## The problem
Copy the rows below word for word, everything from the line containing "Locate the fence picket" down to the end of the rows, and include nothing before that line.

[Coordinate labeling data]
+---+

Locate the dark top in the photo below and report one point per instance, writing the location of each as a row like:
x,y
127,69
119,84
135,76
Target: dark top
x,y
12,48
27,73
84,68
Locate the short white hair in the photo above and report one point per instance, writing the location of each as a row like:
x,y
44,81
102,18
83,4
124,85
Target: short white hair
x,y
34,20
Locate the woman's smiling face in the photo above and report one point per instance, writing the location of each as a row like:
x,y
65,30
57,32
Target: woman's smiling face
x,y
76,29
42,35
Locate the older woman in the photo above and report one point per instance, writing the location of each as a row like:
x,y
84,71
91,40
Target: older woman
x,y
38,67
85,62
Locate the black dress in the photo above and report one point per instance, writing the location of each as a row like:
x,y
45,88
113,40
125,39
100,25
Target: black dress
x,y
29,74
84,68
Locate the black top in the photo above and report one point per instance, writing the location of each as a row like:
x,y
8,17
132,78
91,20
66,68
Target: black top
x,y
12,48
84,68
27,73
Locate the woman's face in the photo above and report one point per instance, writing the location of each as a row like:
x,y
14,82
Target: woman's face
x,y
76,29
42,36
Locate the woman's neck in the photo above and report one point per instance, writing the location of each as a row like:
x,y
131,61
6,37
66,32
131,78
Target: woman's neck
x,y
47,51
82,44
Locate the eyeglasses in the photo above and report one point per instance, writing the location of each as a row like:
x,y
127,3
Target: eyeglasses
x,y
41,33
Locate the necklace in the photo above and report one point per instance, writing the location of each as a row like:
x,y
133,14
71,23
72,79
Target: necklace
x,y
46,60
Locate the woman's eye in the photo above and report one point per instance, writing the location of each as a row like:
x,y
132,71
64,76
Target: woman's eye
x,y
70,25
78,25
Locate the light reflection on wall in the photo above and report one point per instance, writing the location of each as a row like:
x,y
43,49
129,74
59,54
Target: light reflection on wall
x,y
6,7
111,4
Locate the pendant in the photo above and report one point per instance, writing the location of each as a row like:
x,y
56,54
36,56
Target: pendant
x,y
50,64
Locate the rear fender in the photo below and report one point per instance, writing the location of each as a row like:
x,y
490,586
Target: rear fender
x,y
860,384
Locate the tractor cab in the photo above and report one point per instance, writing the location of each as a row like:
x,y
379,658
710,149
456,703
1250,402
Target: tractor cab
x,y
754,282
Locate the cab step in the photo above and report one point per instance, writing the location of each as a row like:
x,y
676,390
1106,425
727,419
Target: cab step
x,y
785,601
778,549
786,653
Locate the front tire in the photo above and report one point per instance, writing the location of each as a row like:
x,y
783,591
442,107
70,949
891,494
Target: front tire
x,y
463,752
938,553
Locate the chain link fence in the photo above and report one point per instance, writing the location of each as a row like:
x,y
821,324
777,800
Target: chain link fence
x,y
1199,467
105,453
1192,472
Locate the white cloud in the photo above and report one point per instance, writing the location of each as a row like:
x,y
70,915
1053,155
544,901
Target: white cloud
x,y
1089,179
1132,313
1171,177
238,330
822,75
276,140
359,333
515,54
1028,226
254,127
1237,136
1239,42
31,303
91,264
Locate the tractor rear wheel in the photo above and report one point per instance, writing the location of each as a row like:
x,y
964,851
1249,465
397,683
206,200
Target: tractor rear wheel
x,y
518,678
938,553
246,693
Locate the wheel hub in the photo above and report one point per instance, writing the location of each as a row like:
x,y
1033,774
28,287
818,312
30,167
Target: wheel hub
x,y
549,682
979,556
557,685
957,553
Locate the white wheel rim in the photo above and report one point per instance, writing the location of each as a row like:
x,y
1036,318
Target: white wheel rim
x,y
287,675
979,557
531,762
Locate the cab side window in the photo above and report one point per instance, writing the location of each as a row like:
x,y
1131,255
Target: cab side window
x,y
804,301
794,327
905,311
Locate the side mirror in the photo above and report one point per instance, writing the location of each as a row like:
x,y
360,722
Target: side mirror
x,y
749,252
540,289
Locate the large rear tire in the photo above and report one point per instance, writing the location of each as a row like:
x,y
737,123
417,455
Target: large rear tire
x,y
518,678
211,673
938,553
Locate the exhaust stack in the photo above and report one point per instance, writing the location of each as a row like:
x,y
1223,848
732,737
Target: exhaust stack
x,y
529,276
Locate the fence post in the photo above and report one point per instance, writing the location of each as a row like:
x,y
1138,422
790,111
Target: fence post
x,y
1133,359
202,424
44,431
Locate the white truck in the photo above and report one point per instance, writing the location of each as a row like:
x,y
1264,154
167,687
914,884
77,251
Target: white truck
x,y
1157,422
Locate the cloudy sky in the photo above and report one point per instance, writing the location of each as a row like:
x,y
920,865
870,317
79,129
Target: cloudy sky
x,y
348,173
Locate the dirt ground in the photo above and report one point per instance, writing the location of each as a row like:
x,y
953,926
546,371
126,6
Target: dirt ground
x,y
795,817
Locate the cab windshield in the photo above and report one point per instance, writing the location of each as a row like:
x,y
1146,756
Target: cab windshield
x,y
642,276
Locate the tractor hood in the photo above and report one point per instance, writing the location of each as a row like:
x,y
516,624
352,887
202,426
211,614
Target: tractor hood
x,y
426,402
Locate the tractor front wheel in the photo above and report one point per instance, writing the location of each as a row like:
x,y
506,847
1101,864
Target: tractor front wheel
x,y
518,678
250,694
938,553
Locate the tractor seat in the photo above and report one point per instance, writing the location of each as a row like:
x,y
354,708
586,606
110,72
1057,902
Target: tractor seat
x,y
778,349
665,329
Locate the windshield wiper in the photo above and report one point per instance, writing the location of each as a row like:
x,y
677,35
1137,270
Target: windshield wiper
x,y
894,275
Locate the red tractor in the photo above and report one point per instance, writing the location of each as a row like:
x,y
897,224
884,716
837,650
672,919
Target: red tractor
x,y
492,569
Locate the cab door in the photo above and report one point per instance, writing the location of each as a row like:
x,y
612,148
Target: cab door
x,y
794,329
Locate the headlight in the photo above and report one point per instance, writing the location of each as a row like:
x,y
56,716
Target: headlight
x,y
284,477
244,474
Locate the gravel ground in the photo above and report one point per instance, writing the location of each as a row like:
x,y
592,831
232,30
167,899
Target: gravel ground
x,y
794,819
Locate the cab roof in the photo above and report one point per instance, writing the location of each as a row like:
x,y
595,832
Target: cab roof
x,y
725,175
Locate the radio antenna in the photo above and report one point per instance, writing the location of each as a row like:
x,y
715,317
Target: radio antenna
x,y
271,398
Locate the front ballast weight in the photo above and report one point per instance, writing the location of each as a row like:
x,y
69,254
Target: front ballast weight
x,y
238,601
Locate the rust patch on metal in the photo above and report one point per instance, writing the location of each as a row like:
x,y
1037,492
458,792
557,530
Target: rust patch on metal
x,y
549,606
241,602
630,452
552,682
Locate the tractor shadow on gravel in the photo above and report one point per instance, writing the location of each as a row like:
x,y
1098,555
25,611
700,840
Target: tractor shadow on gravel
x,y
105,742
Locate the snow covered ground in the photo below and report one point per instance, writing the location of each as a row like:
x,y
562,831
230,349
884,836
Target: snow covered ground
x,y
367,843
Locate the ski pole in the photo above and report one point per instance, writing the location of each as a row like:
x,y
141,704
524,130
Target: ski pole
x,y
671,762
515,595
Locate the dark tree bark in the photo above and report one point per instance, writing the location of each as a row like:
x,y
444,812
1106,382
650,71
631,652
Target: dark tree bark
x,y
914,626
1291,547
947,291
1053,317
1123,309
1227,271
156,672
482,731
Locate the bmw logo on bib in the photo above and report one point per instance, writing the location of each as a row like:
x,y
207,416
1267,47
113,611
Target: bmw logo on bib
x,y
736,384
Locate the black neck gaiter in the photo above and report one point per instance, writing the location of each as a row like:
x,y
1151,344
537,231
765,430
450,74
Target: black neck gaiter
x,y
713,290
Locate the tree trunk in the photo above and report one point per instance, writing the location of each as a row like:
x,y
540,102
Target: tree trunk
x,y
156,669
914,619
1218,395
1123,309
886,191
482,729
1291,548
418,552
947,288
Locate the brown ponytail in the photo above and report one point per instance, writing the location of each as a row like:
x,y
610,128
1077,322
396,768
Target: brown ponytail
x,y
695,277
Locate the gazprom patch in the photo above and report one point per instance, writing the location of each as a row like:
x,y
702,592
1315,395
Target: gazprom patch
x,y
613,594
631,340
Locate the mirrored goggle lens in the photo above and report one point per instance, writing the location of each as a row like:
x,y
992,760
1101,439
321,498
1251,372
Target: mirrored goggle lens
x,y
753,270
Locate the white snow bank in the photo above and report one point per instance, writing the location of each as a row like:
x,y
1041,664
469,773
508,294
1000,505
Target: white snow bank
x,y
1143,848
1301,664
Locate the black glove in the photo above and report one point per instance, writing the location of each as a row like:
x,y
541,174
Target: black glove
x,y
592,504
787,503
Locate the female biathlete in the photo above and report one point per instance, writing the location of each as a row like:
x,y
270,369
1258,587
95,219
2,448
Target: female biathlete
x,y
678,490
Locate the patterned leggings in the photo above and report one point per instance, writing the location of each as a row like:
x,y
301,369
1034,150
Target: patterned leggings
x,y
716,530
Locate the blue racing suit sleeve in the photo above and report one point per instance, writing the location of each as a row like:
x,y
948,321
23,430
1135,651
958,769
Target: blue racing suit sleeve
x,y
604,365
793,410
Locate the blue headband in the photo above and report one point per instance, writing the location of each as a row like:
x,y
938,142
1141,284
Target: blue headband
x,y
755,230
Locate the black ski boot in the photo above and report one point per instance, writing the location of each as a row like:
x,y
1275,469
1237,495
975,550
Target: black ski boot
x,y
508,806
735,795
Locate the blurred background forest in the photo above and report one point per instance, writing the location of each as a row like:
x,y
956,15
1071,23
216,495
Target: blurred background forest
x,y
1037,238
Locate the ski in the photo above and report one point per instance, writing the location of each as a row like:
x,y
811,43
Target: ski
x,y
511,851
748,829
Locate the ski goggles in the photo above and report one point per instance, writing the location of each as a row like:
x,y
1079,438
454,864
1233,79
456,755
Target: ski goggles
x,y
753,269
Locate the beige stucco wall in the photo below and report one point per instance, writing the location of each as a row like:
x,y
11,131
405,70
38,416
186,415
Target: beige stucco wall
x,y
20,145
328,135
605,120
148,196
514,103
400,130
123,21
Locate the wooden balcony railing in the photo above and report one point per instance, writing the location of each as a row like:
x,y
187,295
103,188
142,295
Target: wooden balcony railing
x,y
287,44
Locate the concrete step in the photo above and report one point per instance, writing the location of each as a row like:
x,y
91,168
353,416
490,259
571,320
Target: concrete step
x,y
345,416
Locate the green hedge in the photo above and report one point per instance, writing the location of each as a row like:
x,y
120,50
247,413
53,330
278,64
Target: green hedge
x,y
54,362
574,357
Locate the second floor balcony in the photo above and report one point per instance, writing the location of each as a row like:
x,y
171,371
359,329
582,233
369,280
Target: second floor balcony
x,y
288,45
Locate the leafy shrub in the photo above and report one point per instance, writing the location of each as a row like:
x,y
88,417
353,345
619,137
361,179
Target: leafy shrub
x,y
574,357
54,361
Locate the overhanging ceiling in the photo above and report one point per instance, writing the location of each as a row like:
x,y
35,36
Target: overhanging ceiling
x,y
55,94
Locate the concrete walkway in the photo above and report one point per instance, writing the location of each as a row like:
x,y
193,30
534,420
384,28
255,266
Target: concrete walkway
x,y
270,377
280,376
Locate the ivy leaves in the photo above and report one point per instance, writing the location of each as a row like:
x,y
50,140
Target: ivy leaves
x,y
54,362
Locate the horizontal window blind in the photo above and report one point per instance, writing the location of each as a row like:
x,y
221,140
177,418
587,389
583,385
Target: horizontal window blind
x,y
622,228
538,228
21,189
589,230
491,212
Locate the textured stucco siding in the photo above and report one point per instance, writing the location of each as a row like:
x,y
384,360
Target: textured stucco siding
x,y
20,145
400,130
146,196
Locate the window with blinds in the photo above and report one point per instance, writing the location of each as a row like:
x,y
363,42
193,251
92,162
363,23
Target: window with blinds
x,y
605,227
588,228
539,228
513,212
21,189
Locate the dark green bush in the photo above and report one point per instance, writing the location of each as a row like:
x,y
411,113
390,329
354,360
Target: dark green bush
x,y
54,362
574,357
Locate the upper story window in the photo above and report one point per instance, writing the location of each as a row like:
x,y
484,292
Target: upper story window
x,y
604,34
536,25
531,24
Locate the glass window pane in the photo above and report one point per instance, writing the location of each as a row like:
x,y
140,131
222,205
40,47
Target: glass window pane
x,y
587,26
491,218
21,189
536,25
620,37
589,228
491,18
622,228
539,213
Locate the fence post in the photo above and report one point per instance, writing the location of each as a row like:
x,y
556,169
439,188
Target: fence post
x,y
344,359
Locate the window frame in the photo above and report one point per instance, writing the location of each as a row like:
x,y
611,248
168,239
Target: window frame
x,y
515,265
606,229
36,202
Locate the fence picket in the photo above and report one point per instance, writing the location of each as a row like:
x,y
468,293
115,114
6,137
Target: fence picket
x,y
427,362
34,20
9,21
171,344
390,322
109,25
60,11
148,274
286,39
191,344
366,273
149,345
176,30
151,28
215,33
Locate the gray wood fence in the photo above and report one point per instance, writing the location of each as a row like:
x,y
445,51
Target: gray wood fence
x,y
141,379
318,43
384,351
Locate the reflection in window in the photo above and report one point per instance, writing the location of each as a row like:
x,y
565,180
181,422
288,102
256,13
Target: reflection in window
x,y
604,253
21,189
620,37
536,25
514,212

+---+

## Expected answer
Locate the fence picket in the photo above and report one point per instance, writing the location of each as a row like:
x,y
468,293
115,114
6,137
Target: fence picket
x,y
427,362
34,20
9,21
171,344
390,322
109,25
60,11
148,274
286,39
191,344
366,273
149,345
176,30
151,28
215,33
Locate the gray wood fence in the photo above and report one point per instance, writing the location of each as a row like:
x,y
445,51
Target: gray wood fence
x,y
141,379
318,43
384,351
Locate the reflection in window in the photo above and report one point per instance, writing the location of each as a row like:
x,y
565,180
181,422
288,102
256,13
Target: reflection in window
x,y
604,253
21,189
620,37
536,25
514,212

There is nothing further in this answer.